+++ GIVEN RECORDS
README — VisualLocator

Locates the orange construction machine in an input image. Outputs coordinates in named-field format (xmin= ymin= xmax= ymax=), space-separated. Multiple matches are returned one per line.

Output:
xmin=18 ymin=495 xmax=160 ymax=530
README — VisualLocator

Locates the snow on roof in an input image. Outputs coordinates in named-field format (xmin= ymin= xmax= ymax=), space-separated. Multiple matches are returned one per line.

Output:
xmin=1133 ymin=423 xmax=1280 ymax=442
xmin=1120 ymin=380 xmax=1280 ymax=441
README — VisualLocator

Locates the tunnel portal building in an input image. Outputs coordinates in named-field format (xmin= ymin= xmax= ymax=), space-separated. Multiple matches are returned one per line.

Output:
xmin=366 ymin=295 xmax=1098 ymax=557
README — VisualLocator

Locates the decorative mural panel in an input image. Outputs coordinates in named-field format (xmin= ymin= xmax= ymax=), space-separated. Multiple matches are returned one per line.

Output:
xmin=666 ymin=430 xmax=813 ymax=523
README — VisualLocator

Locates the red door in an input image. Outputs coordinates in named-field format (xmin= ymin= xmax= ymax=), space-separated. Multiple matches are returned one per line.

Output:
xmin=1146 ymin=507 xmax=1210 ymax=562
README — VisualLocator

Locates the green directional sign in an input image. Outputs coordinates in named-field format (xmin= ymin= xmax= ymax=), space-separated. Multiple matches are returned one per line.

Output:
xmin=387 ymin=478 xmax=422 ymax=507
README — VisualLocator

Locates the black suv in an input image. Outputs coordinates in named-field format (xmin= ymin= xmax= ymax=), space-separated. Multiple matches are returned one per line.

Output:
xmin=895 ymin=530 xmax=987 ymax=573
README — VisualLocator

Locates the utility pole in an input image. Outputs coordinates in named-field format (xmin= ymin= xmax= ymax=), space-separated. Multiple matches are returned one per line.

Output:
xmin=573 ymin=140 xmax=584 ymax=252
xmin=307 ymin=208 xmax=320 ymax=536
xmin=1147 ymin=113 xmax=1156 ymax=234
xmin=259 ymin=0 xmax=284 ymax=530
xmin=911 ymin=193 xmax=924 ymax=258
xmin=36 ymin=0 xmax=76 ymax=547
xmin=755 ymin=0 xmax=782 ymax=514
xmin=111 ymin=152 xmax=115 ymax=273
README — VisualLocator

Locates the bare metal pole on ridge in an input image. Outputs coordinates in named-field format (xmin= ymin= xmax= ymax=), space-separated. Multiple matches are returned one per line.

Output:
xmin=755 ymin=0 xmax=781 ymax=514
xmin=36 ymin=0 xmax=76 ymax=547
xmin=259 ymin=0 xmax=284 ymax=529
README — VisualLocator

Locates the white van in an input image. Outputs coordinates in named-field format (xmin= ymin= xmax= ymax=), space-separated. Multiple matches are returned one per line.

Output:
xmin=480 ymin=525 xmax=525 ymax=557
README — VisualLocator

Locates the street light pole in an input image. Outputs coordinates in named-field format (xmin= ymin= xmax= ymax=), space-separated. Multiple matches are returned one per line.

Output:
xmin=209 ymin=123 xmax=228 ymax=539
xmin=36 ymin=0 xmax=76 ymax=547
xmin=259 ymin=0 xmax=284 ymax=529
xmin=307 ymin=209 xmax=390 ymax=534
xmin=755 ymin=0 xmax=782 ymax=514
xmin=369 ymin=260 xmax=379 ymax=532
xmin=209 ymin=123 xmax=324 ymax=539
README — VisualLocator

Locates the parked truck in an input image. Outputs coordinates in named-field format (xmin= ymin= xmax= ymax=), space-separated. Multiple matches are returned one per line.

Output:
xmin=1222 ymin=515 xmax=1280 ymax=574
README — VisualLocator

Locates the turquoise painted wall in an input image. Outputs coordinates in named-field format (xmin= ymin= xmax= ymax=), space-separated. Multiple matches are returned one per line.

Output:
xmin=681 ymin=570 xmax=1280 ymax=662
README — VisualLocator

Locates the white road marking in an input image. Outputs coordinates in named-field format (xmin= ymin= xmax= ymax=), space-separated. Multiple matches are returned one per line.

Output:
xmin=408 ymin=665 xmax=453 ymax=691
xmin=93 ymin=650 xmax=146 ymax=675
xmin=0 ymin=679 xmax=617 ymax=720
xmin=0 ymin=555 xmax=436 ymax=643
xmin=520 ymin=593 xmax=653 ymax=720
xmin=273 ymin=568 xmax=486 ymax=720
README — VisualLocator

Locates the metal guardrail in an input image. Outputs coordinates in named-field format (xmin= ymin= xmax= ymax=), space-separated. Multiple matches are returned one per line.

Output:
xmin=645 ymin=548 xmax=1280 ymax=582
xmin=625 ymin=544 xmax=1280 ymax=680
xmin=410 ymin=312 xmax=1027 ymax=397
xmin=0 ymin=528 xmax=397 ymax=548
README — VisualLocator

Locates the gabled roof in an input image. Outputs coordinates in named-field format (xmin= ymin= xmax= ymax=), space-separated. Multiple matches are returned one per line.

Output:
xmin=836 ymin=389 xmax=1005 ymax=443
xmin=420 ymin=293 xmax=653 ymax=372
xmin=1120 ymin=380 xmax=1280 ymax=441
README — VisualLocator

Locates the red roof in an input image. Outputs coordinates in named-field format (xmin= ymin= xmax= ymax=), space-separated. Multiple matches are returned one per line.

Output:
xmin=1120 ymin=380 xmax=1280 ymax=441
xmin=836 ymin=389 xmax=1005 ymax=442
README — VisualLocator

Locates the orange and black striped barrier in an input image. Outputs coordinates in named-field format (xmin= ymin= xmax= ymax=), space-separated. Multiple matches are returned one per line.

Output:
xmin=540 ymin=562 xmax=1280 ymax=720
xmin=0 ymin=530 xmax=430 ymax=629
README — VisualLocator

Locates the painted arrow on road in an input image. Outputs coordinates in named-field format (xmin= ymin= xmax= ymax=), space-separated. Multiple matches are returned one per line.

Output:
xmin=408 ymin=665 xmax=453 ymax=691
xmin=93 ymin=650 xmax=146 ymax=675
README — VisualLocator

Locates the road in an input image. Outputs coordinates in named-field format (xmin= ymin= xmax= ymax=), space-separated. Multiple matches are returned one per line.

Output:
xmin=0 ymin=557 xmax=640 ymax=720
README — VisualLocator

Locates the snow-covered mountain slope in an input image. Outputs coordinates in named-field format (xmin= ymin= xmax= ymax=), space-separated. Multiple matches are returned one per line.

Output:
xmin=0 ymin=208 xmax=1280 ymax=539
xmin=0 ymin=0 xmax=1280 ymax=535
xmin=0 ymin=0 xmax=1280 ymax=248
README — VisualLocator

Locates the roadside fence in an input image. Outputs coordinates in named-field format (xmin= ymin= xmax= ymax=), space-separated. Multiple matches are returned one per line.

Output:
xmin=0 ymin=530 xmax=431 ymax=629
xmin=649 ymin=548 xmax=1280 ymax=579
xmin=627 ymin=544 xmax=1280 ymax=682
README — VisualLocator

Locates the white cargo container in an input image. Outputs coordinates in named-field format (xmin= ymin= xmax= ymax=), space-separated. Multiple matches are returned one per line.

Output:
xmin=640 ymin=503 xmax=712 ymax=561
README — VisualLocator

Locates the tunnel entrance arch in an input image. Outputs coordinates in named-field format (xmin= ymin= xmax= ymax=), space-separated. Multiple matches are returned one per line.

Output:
++++++
Can you give every line above again, exactly as written?

### [OUTPUT]
README — VisualLocator

Locates the orange construction machine in an input image. Outputs coordinates in named-field format (xmin= ymin= xmax= ymax=), space-separated. Multiple matches are returned one per line.

Output:
xmin=18 ymin=495 xmax=160 ymax=530
README — VisualLocator

Locates the snow on roof in an input image. Outputs coordinates in named-field format (xmin= ymin= xmax= ymax=), space-separated. Multiple matches are returned one per line.

Output:
xmin=1133 ymin=423 xmax=1280 ymax=442
xmin=1120 ymin=380 xmax=1280 ymax=441
README — VisualLocator

Locates the tunnel portal building in an input image. Outputs coordinates in named-field format (xmin= ymin= xmax= ymax=), space-separated. Multiple matches are returned one per line.

Output:
xmin=366 ymin=295 xmax=1098 ymax=557
README — VisualLocator

Locates the decorative mural panel in an input image. Outputs coordinates in named-field format (xmin= ymin= xmax= ymax=), space-separated. Multiple matches are returned one per line.

Output:
xmin=666 ymin=430 xmax=813 ymax=523
README — VisualLocator

Locates the red door in an input image. Outputs coordinates in named-field format (xmin= ymin= xmax= ymax=), space-separated. Multiple matches are returned one per line.

Output:
xmin=1146 ymin=507 xmax=1210 ymax=562
README — VisualLocator

Locates the green directional sign in an input image. Outputs coordinates in named-field format (xmin= ymin= xmax= ymax=), space-separated. Multiple matches are returned one per line.

Output:
xmin=387 ymin=478 xmax=422 ymax=507
README — VisualLocator

Locates the black suv in an input image. Outputs coordinates in named-field format (xmin= ymin= xmax= ymax=), space-separated. Multiple matches are returned one per line.

Output:
xmin=895 ymin=530 xmax=987 ymax=573
README — VisualLocator

Locates the utility pole in an input image. Outputs coordinates in named-field format (xmin= ymin= xmax= ymax=), space-separated. Multiple matches are returned one per line.

Output:
xmin=573 ymin=140 xmax=584 ymax=252
xmin=307 ymin=208 xmax=320 ymax=536
xmin=1147 ymin=113 xmax=1156 ymax=234
xmin=259 ymin=0 xmax=284 ymax=530
xmin=911 ymin=193 xmax=924 ymax=258
xmin=36 ymin=0 xmax=76 ymax=547
xmin=755 ymin=0 xmax=782 ymax=514
xmin=111 ymin=152 xmax=115 ymax=273
README — VisualLocator

Locates the bare metal pole on ridge in an input image. Outputs coordinates in named-field format (xmin= ymin= xmax= ymax=), space-separated. Multiple matches are returned one per line.

Output:
xmin=755 ymin=0 xmax=781 ymax=514
xmin=36 ymin=0 xmax=76 ymax=547
xmin=259 ymin=0 xmax=284 ymax=529
README — VisualLocator

Locates the white van in an input image. Outputs coordinates in named-field format (xmin= ymin= xmax= ymax=), space-separated. Multiple matches are returned one per line.

Output:
xmin=480 ymin=525 xmax=525 ymax=557
README — VisualLocator

Locates the street light pole in an input image. Outputs coordinates in named-field format (xmin= ymin= xmax= ymax=), space-separated. Multiple matches are returned one per line.

Output:
xmin=209 ymin=123 xmax=228 ymax=539
xmin=36 ymin=0 xmax=76 ymax=547
xmin=259 ymin=0 xmax=284 ymax=529
xmin=307 ymin=209 xmax=390 ymax=534
xmin=755 ymin=0 xmax=782 ymax=514
xmin=369 ymin=260 xmax=379 ymax=532
xmin=209 ymin=123 xmax=324 ymax=539
README — VisualLocator

Locates the parked truck in an input image. Outputs coordinates in named-field format (xmin= ymin= xmax= ymax=), space-separated. Multiple matches are returned one per line.

Output:
xmin=1222 ymin=515 xmax=1280 ymax=574
README — VisualLocator

Locates the turquoise painted wall in an input image. Outputs coordinates in named-field format (xmin= ymin= xmax= ymax=), space-separated. Multiple matches are returned one per line.

Output:
xmin=681 ymin=570 xmax=1280 ymax=662
README — VisualLocator

Locates the white road marking in an input image. Outputs coordinates in named-field format (xmin= ymin= xmax= ymax=), space-separated. Multiple matches are returned one per line.

Output:
xmin=408 ymin=665 xmax=453 ymax=691
xmin=93 ymin=650 xmax=146 ymax=675
xmin=0 ymin=679 xmax=617 ymax=720
xmin=0 ymin=555 xmax=436 ymax=643
xmin=520 ymin=593 xmax=653 ymax=720
xmin=273 ymin=568 xmax=486 ymax=720
README — VisualLocator

Locates the metal guardrail in an input image. Outputs coordinates in named-field format (xmin= ymin= xmax= ymax=), space-separated. Multiple matches are returned one per line.

Output:
xmin=645 ymin=548 xmax=1280 ymax=582
xmin=625 ymin=544 xmax=1280 ymax=680
xmin=410 ymin=312 xmax=1027 ymax=397
xmin=0 ymin=528 xmax=397 ymax=548
README — VisualLocator

Locates the gabled roof in an input image. Outputs coordinates in named-field format (xmin= ymin= xmax= ymax=), space-separated. Multiple matches are returned one per line.

Output:
xmin=836 ymin=389 xmax=1005 ymax=443
xmin=420 ymin=293 xmax=653 ymax=372
xmin=1120 ymin=380 xmax=1280 ymax=441
README — VisualLocator

Locates the red roof in an input image. Outputs coordinates in named-field format (xmin= ymin= xmax= ymax=), space-separated. Multiple matches are returned one per line.

Output:
xmin=1120 ymin=380 xmax=1280 ymax=441
xmin=836 ymin=389 xmax=1005 ymax=442
README — VisualLocator

Locates the orange and black striped barrier in an input image. Outputs coordinates in named-field format (xmin= ymin= xmax= ymax=), space-separated. Multiple matches are returned one per line.

Output:
xmin=540 ymin=562 xmax=1280 ymax=720
xmin=0 ymin=530 xmax=430 ymax=629
README — VisualLocator

Locates the painted arrow on road in an input image. Outputs coordinates in named-field format (xmin= ymin= xmax= ymax=), space-separated. Multiple matches are returned one per line.

Output:
xmin=408 ymin=665 xmax=453 ymax=691
xmin=93 ymin=650 xmax=146 ymax=675
README — VisualLocator

Locates the road in an input image. Outputs coordinates in named-field format (xmin= ymin= xmax= ymax=), space-separated. Multiple matches are returned one per line.

Output:
xmin=0 ymin=557 xmax=640 ymax=720
README — VisualLocator

Locates the snow-covered mountain slope in an input image. Outputs coordinates in named-field format (xmin= ymin= xmax= ymax=), space-separated. Multiple matches are returned one per line.

Output:
xmin=0 ymin=208 xmax=1280 ymax=539
xmin=0 ymin=0 xmax=1280 ymax=535
xmin=0 ymin=0 xmax=1280 ymax=248
README — VisualLocator

Locates the roadside fence in an input image. Outputs coordinates in named-field format (xmin= ymin= xmax= ymax=), space-separated. Multiple matches are returned one per line.

Output:
xmin=0 ymin=530 xmax=431 ymax=629
xmin=649 ymin=548 xmax=1280 ymax=579
xmin=627 ymin=544 xmax=1280 ymax=682
README — VisualLocator

Locates the white cargo container in an input image. Outputs coordinates in named-field format (xmin= ymin= xmax= ymax=), space-separated. Multiple matches are returned one per line.

Output:
xmin=640 ymin=503 xmax=712 ymax=561
README — VisualLocator

Locates the tunnel entrance arch in an input image. Outputs coordinates in named-field format (xmin= ymin= xmax= ymax=), space-separated. Multiple matches are returned one per line.

Output:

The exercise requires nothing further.